= Data for processing =
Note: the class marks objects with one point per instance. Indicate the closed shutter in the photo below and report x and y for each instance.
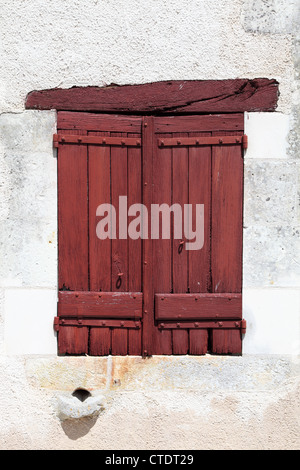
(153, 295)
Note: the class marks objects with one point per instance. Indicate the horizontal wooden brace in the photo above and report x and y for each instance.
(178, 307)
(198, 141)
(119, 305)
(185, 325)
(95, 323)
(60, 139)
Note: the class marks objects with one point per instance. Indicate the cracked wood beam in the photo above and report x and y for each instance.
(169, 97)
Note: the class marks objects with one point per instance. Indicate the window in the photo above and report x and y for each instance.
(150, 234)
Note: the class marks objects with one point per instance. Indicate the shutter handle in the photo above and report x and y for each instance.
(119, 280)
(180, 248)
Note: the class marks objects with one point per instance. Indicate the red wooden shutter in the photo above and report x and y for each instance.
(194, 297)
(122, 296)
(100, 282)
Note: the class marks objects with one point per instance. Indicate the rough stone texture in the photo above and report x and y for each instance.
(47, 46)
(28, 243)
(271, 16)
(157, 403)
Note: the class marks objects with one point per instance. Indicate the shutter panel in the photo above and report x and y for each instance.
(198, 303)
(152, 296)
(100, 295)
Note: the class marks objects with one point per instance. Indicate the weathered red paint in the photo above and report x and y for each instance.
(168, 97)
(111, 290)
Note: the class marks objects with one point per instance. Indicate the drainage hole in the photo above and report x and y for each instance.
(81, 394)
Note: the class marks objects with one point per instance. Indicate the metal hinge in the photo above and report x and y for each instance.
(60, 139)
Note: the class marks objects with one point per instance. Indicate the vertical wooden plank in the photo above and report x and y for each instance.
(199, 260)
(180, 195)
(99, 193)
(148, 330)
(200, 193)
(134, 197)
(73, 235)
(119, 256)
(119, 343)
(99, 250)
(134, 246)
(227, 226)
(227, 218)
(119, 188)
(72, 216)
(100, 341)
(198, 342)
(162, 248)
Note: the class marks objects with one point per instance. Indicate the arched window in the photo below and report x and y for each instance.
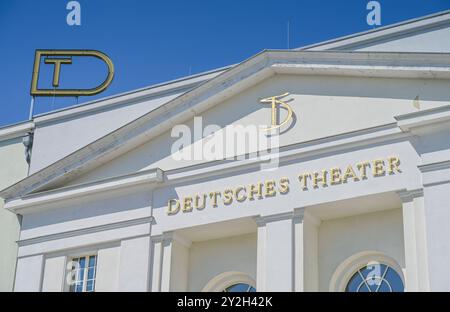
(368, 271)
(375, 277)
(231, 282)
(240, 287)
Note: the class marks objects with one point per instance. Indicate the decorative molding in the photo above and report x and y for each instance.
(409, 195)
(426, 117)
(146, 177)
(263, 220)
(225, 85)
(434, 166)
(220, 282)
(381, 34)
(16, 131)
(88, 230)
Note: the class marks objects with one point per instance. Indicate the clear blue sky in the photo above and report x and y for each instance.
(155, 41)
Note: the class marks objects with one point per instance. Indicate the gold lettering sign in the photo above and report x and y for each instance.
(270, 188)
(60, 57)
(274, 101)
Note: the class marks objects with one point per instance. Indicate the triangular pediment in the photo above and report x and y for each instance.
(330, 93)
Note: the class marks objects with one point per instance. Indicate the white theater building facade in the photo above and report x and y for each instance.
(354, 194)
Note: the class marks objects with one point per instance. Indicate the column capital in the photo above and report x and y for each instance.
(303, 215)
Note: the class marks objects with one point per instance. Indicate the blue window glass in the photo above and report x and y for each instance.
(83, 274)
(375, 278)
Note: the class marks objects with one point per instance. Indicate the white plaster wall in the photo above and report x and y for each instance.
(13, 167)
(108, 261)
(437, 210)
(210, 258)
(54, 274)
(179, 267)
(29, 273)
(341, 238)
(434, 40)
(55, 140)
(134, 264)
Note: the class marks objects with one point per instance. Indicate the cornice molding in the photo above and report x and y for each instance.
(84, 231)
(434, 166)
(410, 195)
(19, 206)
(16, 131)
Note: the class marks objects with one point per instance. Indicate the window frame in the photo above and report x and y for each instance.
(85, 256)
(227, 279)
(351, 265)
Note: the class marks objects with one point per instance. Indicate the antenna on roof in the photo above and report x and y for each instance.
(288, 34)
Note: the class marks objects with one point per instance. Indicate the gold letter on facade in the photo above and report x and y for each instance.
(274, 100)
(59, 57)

---

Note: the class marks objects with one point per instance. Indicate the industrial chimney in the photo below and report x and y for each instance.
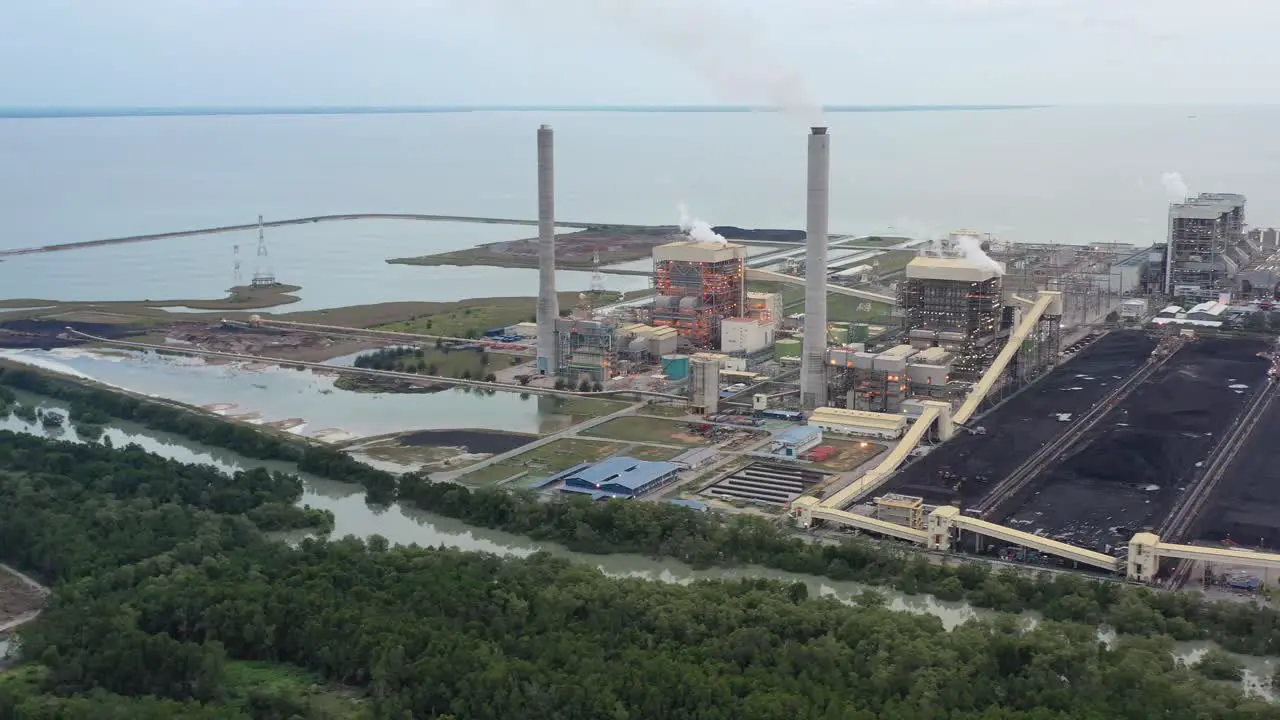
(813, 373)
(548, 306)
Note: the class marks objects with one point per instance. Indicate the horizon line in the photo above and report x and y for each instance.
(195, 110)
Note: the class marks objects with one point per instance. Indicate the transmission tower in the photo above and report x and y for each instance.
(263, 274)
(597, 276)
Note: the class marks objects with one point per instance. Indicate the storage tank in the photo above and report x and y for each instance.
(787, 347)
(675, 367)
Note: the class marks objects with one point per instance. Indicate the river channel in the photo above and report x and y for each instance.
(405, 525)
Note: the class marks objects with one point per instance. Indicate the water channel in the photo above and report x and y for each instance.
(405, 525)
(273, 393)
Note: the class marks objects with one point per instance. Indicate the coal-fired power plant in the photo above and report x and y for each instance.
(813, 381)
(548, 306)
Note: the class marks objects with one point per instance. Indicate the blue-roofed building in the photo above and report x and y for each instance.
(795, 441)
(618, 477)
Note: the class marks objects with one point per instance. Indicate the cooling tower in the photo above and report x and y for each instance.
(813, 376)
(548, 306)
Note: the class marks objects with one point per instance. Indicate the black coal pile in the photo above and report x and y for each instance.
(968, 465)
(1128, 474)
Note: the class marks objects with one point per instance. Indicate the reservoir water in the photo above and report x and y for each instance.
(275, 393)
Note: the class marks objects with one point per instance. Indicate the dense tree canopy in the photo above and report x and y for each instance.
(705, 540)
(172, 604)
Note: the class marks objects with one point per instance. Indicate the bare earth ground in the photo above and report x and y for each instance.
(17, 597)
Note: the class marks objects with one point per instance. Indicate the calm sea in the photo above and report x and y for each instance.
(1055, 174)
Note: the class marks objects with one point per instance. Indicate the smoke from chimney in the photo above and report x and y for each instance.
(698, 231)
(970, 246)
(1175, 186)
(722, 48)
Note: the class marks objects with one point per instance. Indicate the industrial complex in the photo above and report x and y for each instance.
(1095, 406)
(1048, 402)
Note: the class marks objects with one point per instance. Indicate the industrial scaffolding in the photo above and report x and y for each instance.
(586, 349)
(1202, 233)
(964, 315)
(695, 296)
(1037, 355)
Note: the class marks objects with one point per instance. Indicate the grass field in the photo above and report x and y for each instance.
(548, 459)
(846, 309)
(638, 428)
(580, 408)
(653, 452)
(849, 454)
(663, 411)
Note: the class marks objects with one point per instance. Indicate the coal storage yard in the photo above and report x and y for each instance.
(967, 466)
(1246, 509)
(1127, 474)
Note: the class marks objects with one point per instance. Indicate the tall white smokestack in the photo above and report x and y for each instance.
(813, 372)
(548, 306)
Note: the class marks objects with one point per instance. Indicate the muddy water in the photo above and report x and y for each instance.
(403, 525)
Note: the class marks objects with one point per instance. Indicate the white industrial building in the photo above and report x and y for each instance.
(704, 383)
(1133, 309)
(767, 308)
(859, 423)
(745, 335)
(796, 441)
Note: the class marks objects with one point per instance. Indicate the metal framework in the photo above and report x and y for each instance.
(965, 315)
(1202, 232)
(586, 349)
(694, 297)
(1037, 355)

...

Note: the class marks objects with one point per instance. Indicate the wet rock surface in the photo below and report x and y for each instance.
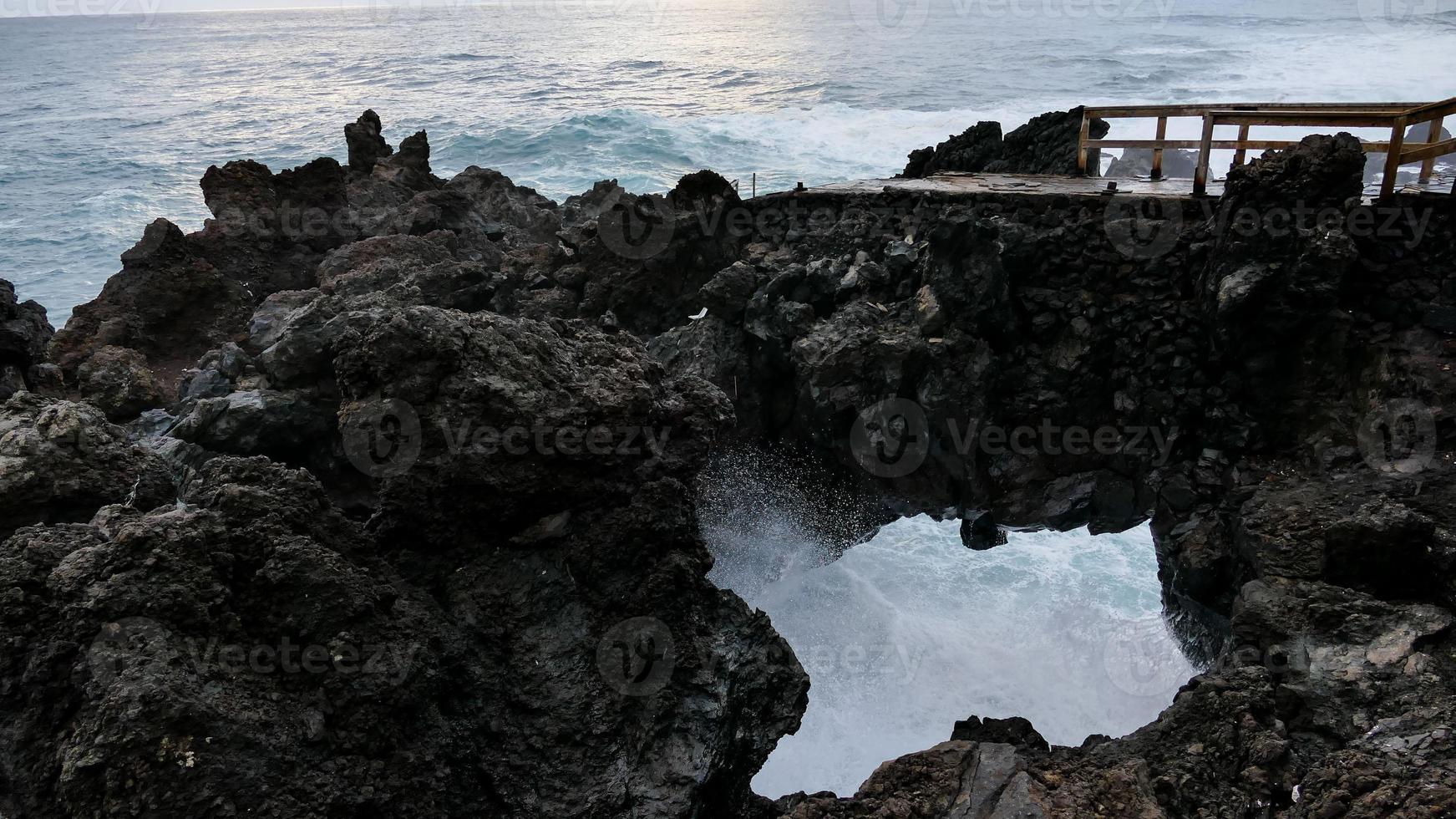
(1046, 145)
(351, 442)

= What the exercise asks =
Show each line of the rows above that contains the word "below", copied in full.

= Full answer =
Note: the class marks objects with one point per instance. Indicate the closed shutter in the photo below and report x and y for each instance.
Note: the class marks objects with one point per instance. Indicate the arched window in the photo below and report x and y for each instance.
Note: the class marks objects with one point per instance. Indicate the industrial chimney in the photo below and report x and y for each instance.
Note: the class marks objects with one point per instance. Indicate the wet rock surface in the photo below and report x and y for each instance.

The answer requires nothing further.